#### GIVEN EXERCISE:
Pick out every line in the records below that contains the string "onion", and copy each of those lines. Case counts when matching.

#### MATERIAL FOR THIS TASK:

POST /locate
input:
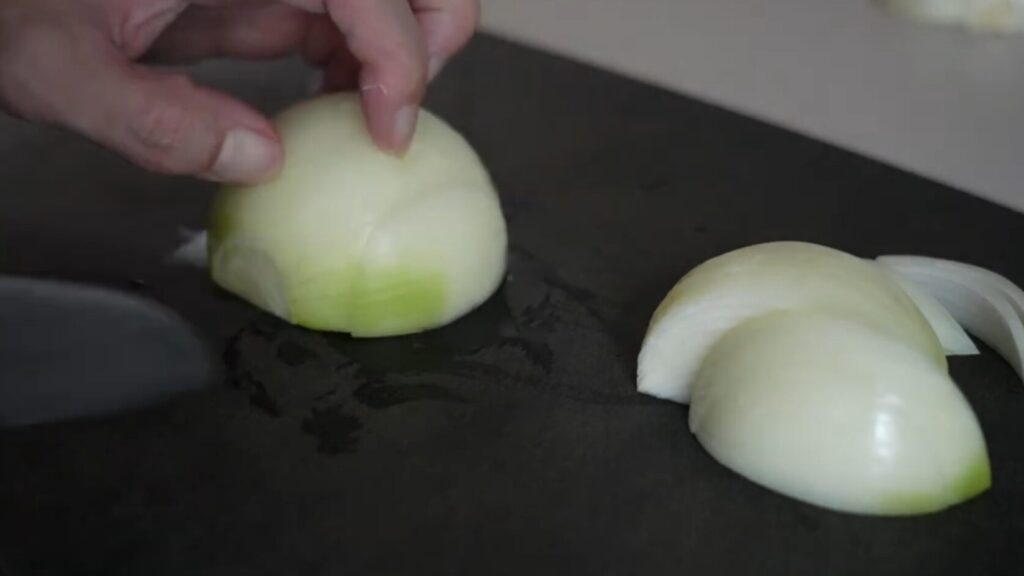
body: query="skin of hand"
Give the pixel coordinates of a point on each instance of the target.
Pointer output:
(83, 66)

==

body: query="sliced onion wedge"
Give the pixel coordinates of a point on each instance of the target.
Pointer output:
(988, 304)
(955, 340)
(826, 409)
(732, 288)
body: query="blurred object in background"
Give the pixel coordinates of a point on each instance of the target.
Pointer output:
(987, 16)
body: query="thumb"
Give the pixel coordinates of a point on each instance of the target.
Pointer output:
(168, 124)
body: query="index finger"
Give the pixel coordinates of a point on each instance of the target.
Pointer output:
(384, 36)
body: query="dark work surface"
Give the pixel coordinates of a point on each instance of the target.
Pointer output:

---

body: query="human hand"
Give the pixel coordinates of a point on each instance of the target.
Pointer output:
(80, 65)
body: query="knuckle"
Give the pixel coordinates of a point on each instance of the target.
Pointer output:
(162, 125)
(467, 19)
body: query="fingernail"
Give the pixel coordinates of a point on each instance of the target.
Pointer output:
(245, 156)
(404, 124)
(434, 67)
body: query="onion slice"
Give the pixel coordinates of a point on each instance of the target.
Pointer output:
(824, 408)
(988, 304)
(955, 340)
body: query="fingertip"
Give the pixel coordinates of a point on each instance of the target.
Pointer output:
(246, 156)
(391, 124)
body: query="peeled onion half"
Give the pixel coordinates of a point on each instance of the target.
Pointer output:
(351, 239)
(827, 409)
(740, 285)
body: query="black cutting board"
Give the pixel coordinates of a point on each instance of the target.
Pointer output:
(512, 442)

#### REPLY:
body: query="sliced onion wedge"
body: query="onion slice"
body: query="peeled onion half"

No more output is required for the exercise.